Items from a data source:
** BEGIN **

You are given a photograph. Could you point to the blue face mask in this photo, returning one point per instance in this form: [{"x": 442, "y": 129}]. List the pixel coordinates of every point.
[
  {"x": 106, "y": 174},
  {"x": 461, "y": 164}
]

** END **

Copy each of the rows above word for word, changing nothing.

You are given a photograph. Could you point to the blue face mask in this photo, returning one point per instance in this form: [{"x": 442, "y": 129}]. List the pixel coordinates of every point.
[
  {"x": 106, "y": 174},
  {"x": 461, "y": 164}
]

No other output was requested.